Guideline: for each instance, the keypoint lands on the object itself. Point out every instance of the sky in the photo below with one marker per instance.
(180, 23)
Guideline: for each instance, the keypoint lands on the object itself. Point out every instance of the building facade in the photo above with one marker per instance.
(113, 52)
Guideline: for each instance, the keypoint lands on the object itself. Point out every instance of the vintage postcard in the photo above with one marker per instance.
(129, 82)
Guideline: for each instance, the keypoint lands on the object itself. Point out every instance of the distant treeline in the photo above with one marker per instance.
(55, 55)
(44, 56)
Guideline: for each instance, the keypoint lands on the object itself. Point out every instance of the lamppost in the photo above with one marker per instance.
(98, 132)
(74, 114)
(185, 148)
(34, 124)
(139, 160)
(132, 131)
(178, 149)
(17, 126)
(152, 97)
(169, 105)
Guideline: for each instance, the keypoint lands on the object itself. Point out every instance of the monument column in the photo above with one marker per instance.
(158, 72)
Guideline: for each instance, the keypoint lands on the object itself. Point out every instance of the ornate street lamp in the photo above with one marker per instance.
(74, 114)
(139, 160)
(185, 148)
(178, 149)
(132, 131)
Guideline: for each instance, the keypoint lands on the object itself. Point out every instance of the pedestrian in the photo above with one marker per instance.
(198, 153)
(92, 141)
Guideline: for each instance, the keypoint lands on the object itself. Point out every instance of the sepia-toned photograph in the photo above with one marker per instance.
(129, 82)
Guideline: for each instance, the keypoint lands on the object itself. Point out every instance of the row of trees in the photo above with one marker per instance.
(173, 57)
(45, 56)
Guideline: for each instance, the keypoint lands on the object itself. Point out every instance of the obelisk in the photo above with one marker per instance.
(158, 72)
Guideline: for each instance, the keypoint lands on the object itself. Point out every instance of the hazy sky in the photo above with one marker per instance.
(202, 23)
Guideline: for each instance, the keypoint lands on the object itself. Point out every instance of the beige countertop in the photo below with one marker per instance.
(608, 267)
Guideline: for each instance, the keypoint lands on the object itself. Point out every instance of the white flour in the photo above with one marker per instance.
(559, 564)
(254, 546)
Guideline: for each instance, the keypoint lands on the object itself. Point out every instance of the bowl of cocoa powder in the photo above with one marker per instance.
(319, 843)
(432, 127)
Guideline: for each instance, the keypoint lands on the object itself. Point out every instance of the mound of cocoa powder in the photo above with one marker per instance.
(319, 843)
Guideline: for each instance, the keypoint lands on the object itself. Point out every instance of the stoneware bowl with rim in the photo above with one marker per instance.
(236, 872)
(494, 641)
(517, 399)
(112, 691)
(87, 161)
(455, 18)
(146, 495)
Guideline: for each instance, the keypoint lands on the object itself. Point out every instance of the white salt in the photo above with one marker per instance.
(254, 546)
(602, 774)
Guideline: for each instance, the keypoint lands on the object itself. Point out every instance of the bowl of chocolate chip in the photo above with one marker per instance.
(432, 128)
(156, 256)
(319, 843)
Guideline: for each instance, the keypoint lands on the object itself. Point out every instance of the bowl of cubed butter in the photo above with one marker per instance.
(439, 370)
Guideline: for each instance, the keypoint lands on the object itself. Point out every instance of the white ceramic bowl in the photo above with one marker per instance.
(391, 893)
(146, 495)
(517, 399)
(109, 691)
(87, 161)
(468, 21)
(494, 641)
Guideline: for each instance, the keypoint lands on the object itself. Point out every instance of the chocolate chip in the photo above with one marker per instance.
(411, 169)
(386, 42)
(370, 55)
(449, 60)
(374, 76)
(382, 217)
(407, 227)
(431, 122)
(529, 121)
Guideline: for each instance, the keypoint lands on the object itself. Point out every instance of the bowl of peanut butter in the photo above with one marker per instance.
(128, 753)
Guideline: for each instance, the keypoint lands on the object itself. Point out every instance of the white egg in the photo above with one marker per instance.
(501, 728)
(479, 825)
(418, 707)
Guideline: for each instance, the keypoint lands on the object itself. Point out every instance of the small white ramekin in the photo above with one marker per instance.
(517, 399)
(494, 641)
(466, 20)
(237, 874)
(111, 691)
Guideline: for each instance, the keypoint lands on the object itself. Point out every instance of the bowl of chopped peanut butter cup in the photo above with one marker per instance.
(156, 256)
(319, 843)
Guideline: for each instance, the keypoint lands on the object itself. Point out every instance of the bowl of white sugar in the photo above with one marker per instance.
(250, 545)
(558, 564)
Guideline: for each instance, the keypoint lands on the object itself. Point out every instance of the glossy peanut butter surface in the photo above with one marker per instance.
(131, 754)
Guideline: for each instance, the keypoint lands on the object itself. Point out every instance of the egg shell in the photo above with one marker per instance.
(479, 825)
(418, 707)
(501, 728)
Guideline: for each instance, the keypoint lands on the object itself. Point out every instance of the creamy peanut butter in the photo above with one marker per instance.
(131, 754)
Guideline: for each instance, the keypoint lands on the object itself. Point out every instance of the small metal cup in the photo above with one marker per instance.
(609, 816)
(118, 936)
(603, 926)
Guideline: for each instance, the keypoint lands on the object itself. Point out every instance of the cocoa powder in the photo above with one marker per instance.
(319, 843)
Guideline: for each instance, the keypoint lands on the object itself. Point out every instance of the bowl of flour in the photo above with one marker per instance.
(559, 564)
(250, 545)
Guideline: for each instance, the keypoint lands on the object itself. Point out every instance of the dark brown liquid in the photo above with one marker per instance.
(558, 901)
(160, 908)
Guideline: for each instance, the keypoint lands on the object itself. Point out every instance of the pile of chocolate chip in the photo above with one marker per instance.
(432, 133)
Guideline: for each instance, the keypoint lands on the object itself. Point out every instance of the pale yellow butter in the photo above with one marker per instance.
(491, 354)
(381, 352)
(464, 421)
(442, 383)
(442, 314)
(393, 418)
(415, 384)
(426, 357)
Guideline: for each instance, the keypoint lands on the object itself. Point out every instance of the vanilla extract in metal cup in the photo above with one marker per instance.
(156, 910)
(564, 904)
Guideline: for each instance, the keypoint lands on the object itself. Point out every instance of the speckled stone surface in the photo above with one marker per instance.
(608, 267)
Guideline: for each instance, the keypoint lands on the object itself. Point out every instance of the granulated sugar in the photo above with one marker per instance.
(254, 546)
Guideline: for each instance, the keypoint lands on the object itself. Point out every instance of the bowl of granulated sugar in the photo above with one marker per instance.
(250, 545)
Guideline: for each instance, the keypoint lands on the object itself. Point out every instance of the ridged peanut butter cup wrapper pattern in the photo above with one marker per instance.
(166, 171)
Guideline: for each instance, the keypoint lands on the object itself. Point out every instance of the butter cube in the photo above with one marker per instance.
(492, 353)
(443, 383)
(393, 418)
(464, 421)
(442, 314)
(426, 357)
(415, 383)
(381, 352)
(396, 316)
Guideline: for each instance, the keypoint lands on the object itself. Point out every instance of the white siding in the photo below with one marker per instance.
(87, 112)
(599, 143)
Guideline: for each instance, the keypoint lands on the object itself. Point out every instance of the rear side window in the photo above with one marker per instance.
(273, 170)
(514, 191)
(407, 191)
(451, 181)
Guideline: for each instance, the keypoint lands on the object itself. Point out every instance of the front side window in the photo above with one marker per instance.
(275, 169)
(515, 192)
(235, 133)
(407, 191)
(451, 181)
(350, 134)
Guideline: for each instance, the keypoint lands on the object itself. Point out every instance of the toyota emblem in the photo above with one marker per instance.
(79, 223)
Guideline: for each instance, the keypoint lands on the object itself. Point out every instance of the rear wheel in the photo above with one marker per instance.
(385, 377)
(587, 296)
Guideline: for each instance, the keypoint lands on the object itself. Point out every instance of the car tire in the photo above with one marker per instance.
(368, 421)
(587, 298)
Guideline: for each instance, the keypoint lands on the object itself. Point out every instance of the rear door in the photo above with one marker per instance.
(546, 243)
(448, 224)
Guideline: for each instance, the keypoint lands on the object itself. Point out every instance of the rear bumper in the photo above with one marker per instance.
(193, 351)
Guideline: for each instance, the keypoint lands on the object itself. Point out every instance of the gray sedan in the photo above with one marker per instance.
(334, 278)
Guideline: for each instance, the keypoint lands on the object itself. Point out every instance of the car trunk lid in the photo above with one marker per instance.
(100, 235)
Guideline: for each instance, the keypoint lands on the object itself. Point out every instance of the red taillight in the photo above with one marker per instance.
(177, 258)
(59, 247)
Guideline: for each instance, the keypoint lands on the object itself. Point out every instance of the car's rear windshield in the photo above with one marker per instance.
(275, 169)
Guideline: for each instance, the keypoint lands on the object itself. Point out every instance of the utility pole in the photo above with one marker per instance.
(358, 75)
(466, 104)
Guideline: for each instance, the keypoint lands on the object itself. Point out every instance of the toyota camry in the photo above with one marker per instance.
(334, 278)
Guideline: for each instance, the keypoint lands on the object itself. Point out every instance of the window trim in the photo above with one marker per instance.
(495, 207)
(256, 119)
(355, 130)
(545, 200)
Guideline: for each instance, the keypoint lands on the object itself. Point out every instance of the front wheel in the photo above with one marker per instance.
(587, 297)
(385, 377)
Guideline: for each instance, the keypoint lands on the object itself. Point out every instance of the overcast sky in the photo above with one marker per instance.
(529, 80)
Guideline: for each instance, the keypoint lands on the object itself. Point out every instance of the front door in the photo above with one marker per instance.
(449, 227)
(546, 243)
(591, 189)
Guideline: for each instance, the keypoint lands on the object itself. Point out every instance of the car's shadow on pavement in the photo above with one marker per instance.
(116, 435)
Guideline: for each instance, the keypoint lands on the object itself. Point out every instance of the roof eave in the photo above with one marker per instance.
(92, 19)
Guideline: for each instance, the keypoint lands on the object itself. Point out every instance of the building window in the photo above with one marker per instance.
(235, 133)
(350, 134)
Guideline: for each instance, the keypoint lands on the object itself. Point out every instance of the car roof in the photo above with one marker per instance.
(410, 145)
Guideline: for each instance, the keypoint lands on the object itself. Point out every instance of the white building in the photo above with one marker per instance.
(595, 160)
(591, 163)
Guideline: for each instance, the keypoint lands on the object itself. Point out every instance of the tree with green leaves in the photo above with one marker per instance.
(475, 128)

(PROBLEM TO SOLVE):
Write out again the stretch of the records from the line containing "the white building" through the end of the records, requests included, and add 82 to every coordinate in the answers.

(RESPONSE TO THIS TASK):
Guideline: for each instance, the keypoint lands on the object itself. Point out every instance of the white building in the photo above with one marker per instance.
(677, 242)
(673, 245)
Guideline: for each instance, the keypoint lands on the object itself. Point out every instance of the tree with green leaves in the photo above with one marker per instance.
(557, 210)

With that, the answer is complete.